*PROBLEM DETAILS*. Copy the whole listing verbatim.

↓↓↓

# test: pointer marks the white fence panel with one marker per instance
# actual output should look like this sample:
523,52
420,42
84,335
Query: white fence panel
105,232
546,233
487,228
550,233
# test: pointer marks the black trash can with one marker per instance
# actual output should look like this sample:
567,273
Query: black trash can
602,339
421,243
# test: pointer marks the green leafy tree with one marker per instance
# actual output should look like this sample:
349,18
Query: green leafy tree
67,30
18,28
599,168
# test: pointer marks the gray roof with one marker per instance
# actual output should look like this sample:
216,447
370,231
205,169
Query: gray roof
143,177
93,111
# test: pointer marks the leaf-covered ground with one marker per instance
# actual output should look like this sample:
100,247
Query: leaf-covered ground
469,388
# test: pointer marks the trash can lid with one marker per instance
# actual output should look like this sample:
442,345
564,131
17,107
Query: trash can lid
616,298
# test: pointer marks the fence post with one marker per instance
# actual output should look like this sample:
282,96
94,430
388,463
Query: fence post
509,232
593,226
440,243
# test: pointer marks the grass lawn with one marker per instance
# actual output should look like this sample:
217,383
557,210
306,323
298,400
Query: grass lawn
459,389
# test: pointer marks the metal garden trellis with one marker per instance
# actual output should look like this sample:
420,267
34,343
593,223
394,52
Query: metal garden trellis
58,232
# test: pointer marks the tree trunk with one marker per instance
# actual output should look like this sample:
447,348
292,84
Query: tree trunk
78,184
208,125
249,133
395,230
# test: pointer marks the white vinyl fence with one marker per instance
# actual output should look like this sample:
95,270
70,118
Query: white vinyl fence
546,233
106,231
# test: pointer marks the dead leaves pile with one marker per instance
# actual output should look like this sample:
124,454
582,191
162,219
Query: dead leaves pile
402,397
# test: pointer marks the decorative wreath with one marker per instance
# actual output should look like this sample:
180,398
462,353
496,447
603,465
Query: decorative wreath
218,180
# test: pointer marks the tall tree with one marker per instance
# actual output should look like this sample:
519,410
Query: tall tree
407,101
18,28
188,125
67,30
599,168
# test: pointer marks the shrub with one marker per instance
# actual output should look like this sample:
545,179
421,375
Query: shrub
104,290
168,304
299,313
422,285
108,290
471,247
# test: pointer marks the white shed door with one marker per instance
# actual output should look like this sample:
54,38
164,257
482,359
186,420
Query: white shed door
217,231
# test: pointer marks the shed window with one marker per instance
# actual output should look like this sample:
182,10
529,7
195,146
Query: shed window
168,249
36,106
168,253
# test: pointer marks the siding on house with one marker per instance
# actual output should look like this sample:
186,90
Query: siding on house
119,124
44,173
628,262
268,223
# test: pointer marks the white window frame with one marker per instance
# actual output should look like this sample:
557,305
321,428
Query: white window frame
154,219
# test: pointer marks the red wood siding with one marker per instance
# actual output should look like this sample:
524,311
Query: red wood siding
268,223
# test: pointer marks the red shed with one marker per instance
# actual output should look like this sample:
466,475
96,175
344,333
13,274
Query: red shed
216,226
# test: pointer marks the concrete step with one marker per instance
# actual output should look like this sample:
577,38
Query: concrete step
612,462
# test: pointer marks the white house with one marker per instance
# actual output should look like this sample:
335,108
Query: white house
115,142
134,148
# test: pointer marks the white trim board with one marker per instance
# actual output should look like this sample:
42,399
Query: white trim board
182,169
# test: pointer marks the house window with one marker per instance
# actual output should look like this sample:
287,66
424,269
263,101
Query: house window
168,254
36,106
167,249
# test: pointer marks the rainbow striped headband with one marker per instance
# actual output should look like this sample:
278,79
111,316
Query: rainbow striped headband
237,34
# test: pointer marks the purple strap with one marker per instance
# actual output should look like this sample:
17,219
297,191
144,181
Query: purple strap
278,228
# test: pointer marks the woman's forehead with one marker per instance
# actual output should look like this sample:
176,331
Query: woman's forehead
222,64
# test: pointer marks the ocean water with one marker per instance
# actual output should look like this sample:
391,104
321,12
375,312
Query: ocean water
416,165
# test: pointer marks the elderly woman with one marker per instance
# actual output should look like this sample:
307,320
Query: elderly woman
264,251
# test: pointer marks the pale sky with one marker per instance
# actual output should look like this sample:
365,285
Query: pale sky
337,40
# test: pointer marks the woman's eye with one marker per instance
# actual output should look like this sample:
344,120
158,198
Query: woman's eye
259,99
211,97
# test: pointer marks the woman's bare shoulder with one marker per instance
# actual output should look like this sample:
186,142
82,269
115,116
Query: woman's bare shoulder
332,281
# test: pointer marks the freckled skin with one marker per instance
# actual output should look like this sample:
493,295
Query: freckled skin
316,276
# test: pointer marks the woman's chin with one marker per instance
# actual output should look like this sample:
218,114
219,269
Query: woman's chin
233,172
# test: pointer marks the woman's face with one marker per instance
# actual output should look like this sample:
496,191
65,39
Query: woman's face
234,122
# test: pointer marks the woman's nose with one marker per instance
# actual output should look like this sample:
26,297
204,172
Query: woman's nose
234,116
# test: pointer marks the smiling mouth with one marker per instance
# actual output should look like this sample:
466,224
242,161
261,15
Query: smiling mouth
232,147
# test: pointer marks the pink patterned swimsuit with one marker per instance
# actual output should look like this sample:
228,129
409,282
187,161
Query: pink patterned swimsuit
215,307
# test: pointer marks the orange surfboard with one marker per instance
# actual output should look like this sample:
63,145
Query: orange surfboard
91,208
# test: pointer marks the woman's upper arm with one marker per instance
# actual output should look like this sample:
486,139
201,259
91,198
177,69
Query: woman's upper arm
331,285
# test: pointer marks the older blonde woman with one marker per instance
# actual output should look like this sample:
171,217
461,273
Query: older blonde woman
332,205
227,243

↑↑↑

*REPLY TO THE TASK*.
# test: pointer marks the white fence panel with one marker per instance
# actual output should look like this sample:
523,52
420,42
84,335
Query: white fence panel
105,232
546,233
487,228
550,233
# test: pointer marks the black trash can with one marker per instance
# actual output should look like this sample:
567,273
Query: black trash can
602,339
421,243
# test: pointer marks the green leafy tree with one marker per instance
# actual output should look like this sample:
349,18
Query: green leafy tree
67,30
18,28
599,168
# test: pointer marks the gray roof with one marker per instance
# actual output should look like this sample:
216,447
370,231
205,169
Query: gray roof
143,177
93,111
# test: pointer marks the leaf-covered ground with one marker per instance
# actual output should look like this sample:
100,247
Query: leaf-covered ground
469,388
# test: pointer marks the trash can lid with one marker per instance
# actual output should look like this sample:
442,345
564,131
17,107
Query: trash can lid
616,298
# test: pointer marks the fence post with one marker per instance
# actual output should look like this sample:
282,96
94,430
388,463
Query: fence post
509,232
593,226
440,243
# test: pointer marks the grass lawn with one marker per instance
# actual output should look like this sample:
217,383
557,210
306,323
298,400
Query: grass lawn
459,389
# test: pointer marks the metal garden trellis with one marker per instance
# actual output should look like this sample:
420,267
34,343
593,223
394,52
Query: metal garden trellis
58,232
# test: pointer marks the tree trunk with one marker per instance
# actual output should look like this sample:
447,348
292,84
Query: tree trunk
78,184
208,125
249,133
395,230
# test: pointer marks the white vinyl fence with one marker per instance
# actual output should look like this sample:
95,270
70,118
Query: white vinyl fence
546,233
106,231
# test: pointer marks the dead leaves pile with one marker per instance
# actual output should look like this sample:
124,454
582,191
162,219
Query: dead leaves pile
402,397
# test: pointer marks the decorative wreath with one marker per instance
# actual output should look like this sample:
180,398
462,353
496,447
603,465
Query: decorative wreath
218,180
# test: pointer marks the tall tree with one marker per instance
# actual output should look like this sample:
519,410
Query: tall tree
407,101
18,28
188,125
67,30
599,168
# test: pointer marks the shrub with one marker per instance
# actual output should look like this sample:
545,179
421,375
Query: shrub
104,290
168,304
299,313
422,285
108,290
471,247
# test: pointer marks the white shed door with one marker per instance
# actual output should look like this sample:
54,38
164,257
482,359
186,420
Query: white shed door
217,231
# test: pointer marks the shed window with one marker per instance
# actual output should look like this sample:
182,10
529,7
195,146
Query: shed window
168,249
36,106
168,253
# test: pointer marks the siding on house with one marker per instance
# actual output should look like this sample:
186,90
Query: siding on house
119,124
44,173
628,262
268,223
# test: pointer marks the white window frame with one marker per instance
# actual output should look like this sample:
557,305
321,428
Query: white window frame
154,219
# test: pointer marks the red wood siding with one marker per instance
# actual output should look like this sample:
524,311
Query: red wood siding
268,223
# test: pointer marks the red shed with one marker per instance
# actual output should look like this sample:
466,475
96,175
344,333
13,274
Query: red shed
216,226
# test: pointer marks the concrete step with one marker per instance
# actual output should look like this sample:
577,38
Query: concrete step
612,462
# test: pointer marks the white house with one marker per instance
# actual output should look like this sample:
335,108
Query: white house
115,142
134,148
# test: pointer marks the white trim board with one marker per instance
# actual output should look like this sample:
42,399
Query: white trim board
182,169
# test: pointer marks the house window with one marker per instance
# actual output should look like this sample:
287,66
424,269
263,101
Query: house window
168,254
36,106
167,249
# test: pointer marks the rainbow striped headband with one marker per instance
# actual output should look like this sample:
278,79
111,316
Query: rainbow striped headband
237,34
# test: pointer marks the purple strap with one marker per instance
# actual output should look like this sample:
17,219
297,191
144,181
Query: purple strap
278,228
# test: pointer marks the woman's forehead with one marker per instance
# actual output should look like this sample:
176,331
Query: woman's forehead
222,64
# test: pointer marks the ocean water with one marker per instance
# actual output should look like this sample:
391,104
321,12
375,312
Query: ocean water
416,165
# test: pointer marks the elderly woman with one marker per instance
# actual output should look like this sample:
307,320
Query: elderly woman
264,251
# test: pointer marks the pale sky with one marker per instance
# actual output should look like this sample:
365,285
Query: pale sky
337,40
# test: pointer marks the woman's eye with one marker per instance
# actual output should look like this sample:
344,120
158,198
Query: woman's eye
259,99
211,97
# test: pointer marks the woman's bare shoulder with one marker per instance
# actual output should look like this sample:
186,142
82,269
115,116
Query: woman's bare shoulder
332,281
# test: pointer marks the freckled skin with one marker per instance
# actual output should look like this sample:
493,295
Query: freckled skin
316,276
# test: pointer marks the woman's chin with one marker per instance
# actual output should look like this sample:
218,114
219,269
Query: woman's chin
233,172
# test: pointer marks the woman's face with one marker per instance
# actual output should look like this sample:
496,191
65,39
Query: woman's face
234,122
# test: pointer marks the woman's nose with one marker per instance
# actual output should look like this sample:
26,297
204,172
Query: woman's nose
234,116
# test: pointer marks the smiling mouth with one marker per instance
# actual output should look like this sample:
466,224
242,161
261,15
Query: smiling mouth
232,147
# test: pointer marks the pink patterned swimsuit with one marker per instance
# actual output should look like this sample:
228,129
409,282
187,161
Query: pink patterned swimsuit
215,307
# test: pointer marks the orange surfboard with one marker per instance
# actual output should look like this sample:
63,145
Query: orange surfboard
91,208
# test: pointer marks the woman's upper arm with one marker per instance
# actual output should look like this sample:
486,139
201,259
91,198
177,69
Query: woman's upper arm
331,285
# test: pointer marks the older blonde woman with one marker per instance
# actual output should look like this sample:
171,217
461,273
Query: older blonde woman
332,205
227,243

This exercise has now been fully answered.